[MATERIAL FOR THIS EXERCISE]
──────────────────────────────

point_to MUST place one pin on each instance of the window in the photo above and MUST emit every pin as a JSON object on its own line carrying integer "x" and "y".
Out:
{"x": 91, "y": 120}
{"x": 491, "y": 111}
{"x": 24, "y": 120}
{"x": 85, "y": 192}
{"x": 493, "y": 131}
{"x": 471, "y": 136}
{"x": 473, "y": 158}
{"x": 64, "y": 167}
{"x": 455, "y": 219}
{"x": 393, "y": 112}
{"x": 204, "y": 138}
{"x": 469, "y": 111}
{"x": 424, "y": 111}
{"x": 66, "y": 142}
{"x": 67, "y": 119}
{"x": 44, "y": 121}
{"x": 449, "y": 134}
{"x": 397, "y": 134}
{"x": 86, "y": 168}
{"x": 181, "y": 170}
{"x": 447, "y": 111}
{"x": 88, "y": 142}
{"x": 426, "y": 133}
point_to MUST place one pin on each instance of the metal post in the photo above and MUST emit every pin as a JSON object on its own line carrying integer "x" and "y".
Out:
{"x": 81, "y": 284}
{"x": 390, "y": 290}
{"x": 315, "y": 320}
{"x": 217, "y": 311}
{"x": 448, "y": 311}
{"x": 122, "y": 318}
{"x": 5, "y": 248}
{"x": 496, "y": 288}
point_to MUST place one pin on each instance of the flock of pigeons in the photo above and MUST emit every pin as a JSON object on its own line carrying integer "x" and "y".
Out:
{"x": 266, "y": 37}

──────────────────────────────

[INSTRUCTIONS FOR THE TASK] Update the listing above by swapping every "pin" for "marker" and leaving everything else unchanged.

[RESPONSE]
point_to MUST place one marker on each instance of the window in the photo above and MUST emit every marker as a JSON object on its own line carrying integer "x" and "y".
Out:
{"x": 91, "y": 120}
{"x": 491, "y": 111}
{"x": 24, "y": 120}
{"x": 85, "y": 192}
{"x": 493, "y": 131}
{"x": 471, "y": 136}
{"x": 473, "y": 158}
{"x": 64, "y": 167}
{"x": 455, "y": 219}
{"x": 393, "y": 112}
{"x": 204, "y": 138}
{"x": 469, "y": 111}
{"x": 424, "y": 111}
{"x": 66, "y": 142}
{"x": 67, "y": 119}
{"x": 44, "y": 121}
{"x": 449, "y": 134}
{"x": 397, "y": 134}
{"x": 86, "y": 168}
{"x": 181, "y": 170}
{"x": 447, "y": 111}
{"x": 88, "y": 142}
{"x": 426, "y": 133}
point_to MUST place one marker on each instance of the metal post in the photo above and MUST emit every marker as a JSON object on its own line carrying integer "x" and "y".
Out:
{"x": 81, "y": 284}
{"x": 390, "y": 290}
{"x": 315, "y": 320}
{"x": 217, "y": 311}
{"x": 448, "y": 311}
{"x": 122, "y": 318}
{"x": 5, "y": 248}
{"x": 496, "y": 288}
point_to MUST place one marker on each instance of the flock of pigeons in the photo above and MUST emit every marker as a JSON object on its own line carrying integer "x" and "y".
Out:
{"x": 266, "y": 37}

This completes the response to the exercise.